- Information shown

►

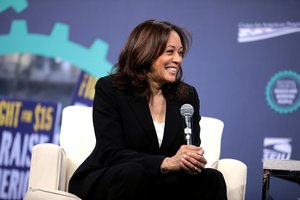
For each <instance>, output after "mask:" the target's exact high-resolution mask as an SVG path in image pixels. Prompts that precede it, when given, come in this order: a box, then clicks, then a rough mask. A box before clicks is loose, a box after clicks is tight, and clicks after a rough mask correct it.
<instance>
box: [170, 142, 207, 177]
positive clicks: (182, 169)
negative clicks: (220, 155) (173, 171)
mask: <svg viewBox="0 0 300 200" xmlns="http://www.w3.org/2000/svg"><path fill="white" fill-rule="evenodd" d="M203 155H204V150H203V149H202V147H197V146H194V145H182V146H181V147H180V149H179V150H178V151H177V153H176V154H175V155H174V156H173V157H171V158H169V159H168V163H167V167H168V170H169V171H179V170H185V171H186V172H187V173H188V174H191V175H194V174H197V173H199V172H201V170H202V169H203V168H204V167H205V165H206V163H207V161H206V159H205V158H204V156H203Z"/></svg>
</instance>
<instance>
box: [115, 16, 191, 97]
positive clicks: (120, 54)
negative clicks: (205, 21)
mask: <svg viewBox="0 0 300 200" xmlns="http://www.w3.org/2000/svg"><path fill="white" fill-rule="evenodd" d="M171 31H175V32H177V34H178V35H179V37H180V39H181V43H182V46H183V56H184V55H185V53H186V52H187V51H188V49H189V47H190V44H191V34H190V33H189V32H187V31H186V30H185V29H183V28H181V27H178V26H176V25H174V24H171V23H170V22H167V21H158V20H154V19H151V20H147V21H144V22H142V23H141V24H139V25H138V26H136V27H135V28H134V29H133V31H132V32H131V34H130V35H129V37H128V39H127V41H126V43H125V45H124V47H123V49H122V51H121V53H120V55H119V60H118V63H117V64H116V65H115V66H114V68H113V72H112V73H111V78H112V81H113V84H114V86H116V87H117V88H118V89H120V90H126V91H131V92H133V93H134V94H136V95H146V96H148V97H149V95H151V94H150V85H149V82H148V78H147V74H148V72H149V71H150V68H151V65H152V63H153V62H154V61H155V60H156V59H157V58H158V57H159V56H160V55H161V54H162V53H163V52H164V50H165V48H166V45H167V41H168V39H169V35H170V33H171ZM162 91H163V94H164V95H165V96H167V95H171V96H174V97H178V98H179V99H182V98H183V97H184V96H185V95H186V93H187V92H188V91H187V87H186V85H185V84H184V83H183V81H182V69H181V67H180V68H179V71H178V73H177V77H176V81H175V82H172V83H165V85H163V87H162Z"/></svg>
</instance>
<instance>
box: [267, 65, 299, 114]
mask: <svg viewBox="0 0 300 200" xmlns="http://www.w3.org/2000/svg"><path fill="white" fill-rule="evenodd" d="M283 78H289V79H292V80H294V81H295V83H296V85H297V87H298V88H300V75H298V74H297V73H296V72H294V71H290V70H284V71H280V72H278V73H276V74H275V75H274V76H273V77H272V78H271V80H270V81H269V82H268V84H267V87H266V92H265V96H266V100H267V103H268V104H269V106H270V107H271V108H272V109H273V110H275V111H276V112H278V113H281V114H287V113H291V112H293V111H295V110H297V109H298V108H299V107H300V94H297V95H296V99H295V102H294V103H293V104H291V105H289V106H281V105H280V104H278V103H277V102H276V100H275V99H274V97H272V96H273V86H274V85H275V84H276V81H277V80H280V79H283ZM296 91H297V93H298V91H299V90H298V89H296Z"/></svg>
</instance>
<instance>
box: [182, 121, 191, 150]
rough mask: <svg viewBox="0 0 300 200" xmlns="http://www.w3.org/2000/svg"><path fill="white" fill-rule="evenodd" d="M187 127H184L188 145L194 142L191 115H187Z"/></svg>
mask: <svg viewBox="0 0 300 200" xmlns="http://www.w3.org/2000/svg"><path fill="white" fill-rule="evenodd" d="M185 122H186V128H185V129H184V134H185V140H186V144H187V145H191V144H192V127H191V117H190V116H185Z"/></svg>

◄
►

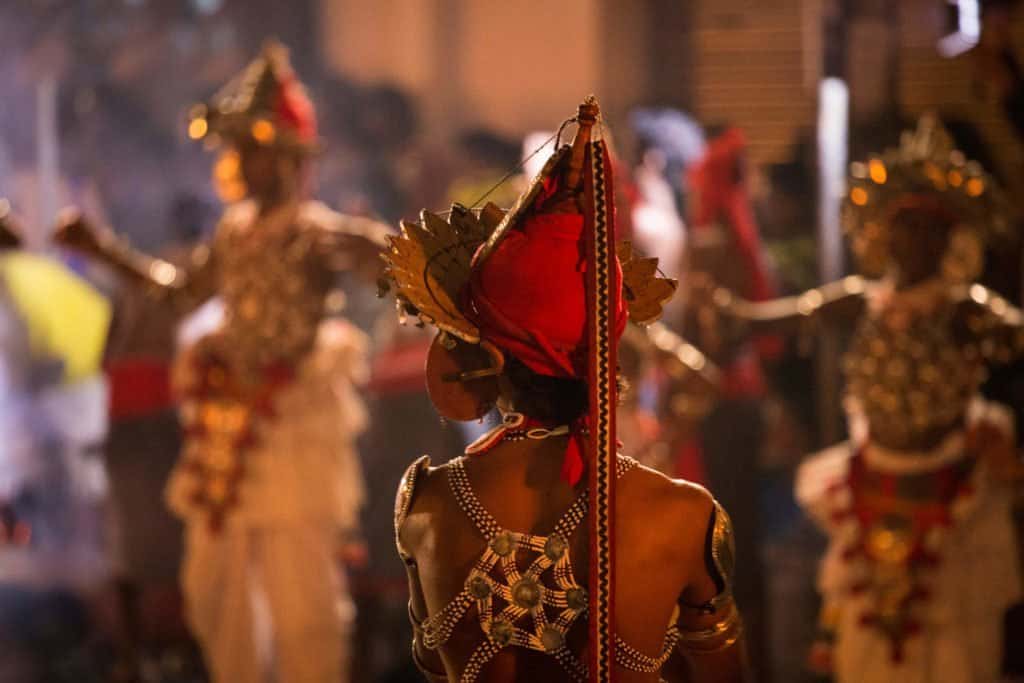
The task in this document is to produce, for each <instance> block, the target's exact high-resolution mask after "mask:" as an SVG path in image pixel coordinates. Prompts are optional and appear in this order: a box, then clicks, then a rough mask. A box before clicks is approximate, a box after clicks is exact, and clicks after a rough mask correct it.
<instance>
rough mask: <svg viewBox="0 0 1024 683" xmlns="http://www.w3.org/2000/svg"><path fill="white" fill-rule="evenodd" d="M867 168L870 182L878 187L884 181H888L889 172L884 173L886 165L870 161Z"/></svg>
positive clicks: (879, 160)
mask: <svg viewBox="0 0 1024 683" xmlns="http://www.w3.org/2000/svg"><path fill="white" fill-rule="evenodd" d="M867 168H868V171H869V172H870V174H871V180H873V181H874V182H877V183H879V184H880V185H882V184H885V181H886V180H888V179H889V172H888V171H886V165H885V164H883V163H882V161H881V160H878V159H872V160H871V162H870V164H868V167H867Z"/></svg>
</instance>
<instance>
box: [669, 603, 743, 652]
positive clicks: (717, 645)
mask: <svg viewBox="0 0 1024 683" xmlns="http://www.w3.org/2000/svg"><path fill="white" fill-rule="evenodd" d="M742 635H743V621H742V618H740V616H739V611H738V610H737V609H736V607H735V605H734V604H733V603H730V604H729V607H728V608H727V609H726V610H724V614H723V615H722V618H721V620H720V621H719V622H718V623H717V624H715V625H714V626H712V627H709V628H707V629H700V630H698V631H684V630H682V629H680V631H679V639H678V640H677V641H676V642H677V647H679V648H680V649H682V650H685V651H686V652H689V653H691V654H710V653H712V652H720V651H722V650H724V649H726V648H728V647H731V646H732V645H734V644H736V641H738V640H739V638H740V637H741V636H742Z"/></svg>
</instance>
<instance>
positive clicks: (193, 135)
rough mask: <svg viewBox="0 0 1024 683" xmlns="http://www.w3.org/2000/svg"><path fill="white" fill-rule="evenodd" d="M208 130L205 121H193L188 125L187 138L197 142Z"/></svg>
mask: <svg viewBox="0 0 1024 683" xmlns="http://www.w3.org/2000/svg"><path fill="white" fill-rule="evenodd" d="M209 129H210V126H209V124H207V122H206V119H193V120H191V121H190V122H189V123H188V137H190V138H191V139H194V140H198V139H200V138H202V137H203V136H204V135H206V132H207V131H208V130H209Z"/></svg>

◄
►

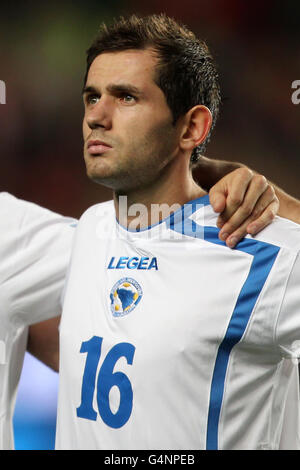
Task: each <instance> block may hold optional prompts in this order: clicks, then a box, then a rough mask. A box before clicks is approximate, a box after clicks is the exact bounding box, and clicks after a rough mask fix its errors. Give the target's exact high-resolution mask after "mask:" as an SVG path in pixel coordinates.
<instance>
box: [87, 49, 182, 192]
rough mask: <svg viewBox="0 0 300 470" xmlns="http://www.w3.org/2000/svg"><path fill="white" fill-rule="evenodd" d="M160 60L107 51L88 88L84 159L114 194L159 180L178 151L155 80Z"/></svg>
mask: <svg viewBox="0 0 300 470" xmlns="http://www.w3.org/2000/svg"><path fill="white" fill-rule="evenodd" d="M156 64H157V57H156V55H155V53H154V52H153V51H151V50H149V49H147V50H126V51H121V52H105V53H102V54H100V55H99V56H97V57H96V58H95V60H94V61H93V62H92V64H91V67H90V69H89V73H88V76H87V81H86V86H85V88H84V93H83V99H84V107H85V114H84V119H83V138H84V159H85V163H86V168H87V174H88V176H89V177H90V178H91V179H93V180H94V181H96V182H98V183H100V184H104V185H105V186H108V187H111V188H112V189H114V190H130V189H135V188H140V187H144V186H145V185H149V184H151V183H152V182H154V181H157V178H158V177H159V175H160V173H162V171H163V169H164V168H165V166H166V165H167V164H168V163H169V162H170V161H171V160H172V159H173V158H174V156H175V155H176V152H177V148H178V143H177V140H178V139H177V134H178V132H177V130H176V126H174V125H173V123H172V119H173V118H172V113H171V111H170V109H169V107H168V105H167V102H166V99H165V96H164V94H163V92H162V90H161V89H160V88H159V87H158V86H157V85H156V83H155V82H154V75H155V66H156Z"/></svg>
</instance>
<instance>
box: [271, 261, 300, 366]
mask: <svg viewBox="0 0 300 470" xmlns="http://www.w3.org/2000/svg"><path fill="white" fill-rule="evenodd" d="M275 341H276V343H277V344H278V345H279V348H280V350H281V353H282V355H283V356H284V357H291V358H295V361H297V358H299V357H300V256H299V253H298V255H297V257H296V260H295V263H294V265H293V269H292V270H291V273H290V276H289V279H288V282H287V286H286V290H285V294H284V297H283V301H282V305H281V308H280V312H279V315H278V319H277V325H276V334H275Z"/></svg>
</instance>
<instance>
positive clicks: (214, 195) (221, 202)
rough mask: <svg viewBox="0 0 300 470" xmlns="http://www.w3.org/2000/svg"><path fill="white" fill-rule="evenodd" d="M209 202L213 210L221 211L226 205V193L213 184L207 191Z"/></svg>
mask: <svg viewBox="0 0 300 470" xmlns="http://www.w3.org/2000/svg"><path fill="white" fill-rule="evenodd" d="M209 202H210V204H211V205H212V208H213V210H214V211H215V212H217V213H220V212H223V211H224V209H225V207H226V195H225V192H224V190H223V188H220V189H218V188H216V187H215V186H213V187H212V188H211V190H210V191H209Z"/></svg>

◄

- Work instructions
Which of the lines above contain the string "negative"? Extract each of them in full.

- Response to the task
negative clicks: (220, 155) (173, 171)
negative clicks: (205, 21)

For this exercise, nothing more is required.